§ **What the exercise asks**
Quote the records below word for word, leaving the pictures out of your answer.

>> start Data shown

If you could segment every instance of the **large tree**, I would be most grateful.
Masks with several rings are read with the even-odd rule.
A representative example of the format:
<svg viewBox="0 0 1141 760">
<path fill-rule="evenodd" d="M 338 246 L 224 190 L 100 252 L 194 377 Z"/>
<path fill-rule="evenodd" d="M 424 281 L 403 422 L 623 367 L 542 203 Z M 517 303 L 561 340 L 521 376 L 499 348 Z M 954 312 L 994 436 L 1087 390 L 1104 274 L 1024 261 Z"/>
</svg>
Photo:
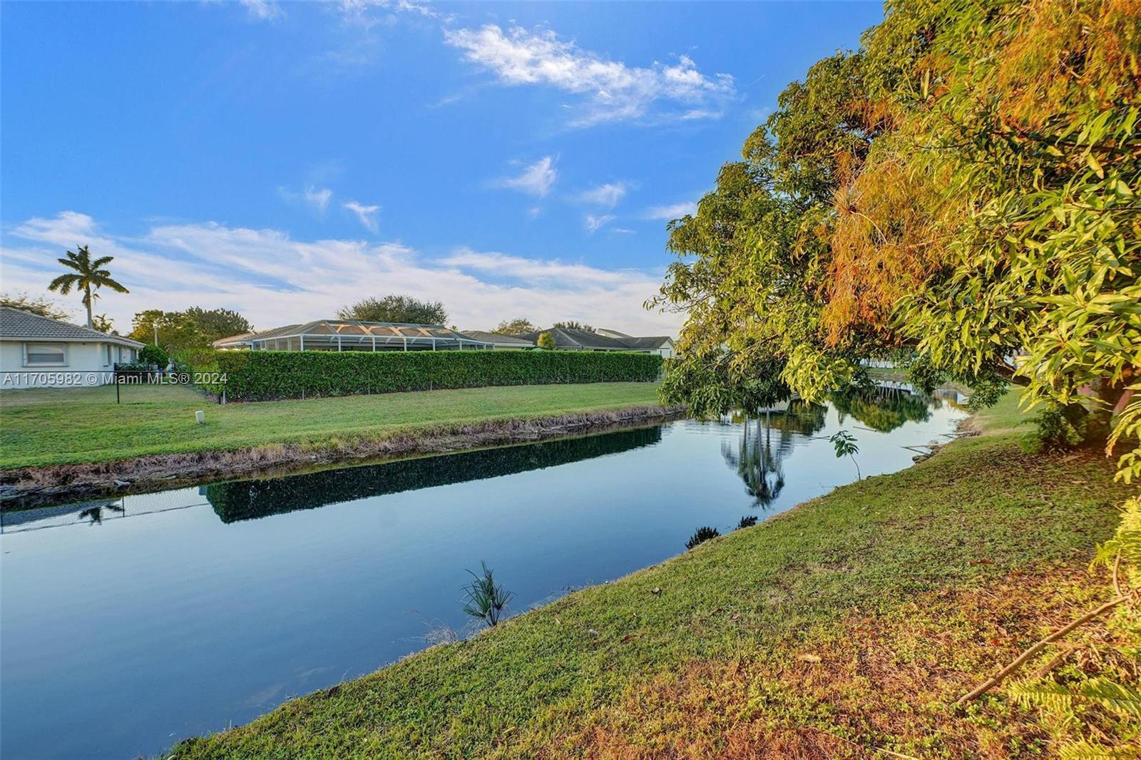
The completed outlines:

>> end Data shown

§ **Exercise solution**
If you could segment every instance of the **large tree**, I would be most grateful.
Masks with several rings are read with the even-odd rule.
A representative example of the format:
<svg viewBox="0 0 1141 760">
<path fill-rule="evenodd" d="M 338 246 L 224 190 L 100 252 L 194 377 Z"/>
<path fill-rule="evenodd" d="M 424 281 L 403 422 L 623 367 L 542 203 Z M 517 303 L 561 340 L 521 376 L 499 348 Z M 954 312 L 994 436 L 1087 390 L 1104 274 L 1024 261 Z"/>
</svg>
Photo:
The completed outlines:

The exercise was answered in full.